> [INSTRUCTION] Please carry over the rows starting with the one that contains "Q: Point to every instance of the choppy" and going on through the end of the rows, requests included. Add 73 to every x and y coordinate in the answers, but leave the numbers in the requests and their format samples unchanged.

========================================

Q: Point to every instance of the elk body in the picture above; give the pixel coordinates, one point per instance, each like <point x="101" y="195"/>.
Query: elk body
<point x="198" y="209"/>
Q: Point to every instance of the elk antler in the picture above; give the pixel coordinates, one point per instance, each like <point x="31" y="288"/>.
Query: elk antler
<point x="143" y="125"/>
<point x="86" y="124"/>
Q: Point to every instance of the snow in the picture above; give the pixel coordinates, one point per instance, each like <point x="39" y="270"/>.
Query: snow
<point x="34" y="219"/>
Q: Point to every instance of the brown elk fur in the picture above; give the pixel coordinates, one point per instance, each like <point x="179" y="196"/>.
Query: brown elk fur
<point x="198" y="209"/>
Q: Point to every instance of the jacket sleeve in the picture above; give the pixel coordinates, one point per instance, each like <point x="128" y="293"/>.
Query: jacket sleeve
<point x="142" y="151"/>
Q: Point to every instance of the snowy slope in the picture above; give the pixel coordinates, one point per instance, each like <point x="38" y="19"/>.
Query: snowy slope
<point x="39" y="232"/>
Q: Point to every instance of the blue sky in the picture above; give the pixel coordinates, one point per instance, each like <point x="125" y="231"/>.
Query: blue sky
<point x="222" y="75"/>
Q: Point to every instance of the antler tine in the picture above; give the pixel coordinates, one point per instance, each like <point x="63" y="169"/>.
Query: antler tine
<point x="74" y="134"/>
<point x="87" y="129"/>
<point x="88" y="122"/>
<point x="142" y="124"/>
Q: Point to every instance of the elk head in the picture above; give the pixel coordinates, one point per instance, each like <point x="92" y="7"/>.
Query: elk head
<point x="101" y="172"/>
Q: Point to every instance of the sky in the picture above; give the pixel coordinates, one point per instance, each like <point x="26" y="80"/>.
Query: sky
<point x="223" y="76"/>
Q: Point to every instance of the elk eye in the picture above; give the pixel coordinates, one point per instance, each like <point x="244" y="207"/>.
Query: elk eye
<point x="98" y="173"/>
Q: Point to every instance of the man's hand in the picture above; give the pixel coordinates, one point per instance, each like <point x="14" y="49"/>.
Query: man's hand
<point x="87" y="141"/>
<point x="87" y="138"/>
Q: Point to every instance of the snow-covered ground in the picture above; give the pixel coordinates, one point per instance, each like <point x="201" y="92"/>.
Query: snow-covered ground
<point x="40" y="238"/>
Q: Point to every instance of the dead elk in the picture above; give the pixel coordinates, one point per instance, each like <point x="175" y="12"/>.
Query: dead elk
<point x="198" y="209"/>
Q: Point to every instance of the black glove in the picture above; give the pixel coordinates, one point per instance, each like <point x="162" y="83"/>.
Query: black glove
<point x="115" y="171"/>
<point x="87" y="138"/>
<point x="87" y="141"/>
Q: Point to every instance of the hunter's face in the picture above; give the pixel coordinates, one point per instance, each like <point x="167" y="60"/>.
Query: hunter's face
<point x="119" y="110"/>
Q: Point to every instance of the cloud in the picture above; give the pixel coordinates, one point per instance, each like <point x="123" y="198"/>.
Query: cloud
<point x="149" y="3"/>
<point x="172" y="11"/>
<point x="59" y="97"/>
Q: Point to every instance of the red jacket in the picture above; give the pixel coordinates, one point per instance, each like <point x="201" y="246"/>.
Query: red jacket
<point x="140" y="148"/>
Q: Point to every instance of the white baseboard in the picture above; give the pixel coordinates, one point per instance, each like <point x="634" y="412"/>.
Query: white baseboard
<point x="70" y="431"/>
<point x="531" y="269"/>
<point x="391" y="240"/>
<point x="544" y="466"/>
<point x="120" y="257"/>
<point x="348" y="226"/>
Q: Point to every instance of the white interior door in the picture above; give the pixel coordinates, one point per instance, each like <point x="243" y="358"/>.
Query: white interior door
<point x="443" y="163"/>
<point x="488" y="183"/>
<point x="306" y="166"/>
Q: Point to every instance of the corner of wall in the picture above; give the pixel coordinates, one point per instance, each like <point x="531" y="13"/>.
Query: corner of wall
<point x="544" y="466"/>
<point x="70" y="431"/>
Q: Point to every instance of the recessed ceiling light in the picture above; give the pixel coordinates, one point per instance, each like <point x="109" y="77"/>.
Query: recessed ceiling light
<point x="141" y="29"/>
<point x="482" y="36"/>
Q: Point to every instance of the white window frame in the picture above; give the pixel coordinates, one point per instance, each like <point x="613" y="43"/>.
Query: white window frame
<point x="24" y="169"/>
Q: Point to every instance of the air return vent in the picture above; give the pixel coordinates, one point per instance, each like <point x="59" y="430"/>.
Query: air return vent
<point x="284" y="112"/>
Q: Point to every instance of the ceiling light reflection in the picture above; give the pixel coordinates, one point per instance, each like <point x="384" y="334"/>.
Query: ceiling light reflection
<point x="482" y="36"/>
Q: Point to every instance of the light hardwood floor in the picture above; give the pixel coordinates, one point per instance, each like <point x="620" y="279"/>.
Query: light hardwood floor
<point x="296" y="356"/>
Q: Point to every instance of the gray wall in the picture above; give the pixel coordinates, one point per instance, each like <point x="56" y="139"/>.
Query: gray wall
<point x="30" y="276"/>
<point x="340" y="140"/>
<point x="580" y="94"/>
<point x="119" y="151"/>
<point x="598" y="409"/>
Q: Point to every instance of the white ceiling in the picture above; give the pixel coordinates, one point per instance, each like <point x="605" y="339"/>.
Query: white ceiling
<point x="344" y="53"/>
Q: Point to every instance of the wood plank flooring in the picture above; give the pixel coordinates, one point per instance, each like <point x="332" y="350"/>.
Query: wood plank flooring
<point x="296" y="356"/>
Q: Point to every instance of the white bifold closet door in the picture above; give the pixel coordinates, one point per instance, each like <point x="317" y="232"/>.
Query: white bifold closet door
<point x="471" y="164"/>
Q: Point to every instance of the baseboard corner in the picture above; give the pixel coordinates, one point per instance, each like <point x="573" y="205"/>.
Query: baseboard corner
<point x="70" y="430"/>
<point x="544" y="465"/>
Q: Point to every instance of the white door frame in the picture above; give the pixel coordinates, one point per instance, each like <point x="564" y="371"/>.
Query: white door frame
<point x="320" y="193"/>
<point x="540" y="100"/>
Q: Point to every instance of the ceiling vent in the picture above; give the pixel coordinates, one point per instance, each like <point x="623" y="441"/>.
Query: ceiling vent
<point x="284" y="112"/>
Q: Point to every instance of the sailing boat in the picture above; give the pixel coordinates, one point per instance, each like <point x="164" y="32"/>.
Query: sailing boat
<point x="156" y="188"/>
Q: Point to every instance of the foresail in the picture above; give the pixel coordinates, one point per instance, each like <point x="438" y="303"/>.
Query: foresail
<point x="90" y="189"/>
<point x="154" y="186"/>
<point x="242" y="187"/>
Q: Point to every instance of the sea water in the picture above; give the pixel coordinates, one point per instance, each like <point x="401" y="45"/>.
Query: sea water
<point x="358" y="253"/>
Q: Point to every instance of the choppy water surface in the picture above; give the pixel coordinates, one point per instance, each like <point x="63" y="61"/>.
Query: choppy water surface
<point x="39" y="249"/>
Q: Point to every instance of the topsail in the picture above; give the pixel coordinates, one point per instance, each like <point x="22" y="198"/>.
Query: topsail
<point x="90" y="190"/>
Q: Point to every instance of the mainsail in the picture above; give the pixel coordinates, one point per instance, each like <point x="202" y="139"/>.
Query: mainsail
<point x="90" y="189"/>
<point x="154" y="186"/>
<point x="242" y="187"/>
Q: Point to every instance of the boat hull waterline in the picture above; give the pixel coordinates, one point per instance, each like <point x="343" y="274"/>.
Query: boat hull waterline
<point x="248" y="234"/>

========================================

> [PROBLEM SOLUTION]
Q: Point to every instance of the choppy water surface in the picture above; give the pixel coordinates, one point per instance, each like <point x="63" y="61"/>.
Query: choppy water surface
<point x="112" y="322"/>
Q: Point to every instance of the topsail in the picture above; give the pixel coordinates, one point per instance, each like <point x="22" y="198"/>.
Query: topsail
<point x="163" y="263"/>
Q: Point to every instance of the mainsail in the picture above; give the pixel coordinates, one point per instance, each like <point x="202" y="139"/>.
Query: mainsail
<point x="163" y="262"/>
<point x="227" y="259"/>
<point x="315" y="260"/>
Q: Point to every instance of the boat hull waterline in the picture above; give the pixel coordinates, one point per instance, each like <point x="343" y="274"/>.
Query: boat hull waterline
<point x="321" y="307"/>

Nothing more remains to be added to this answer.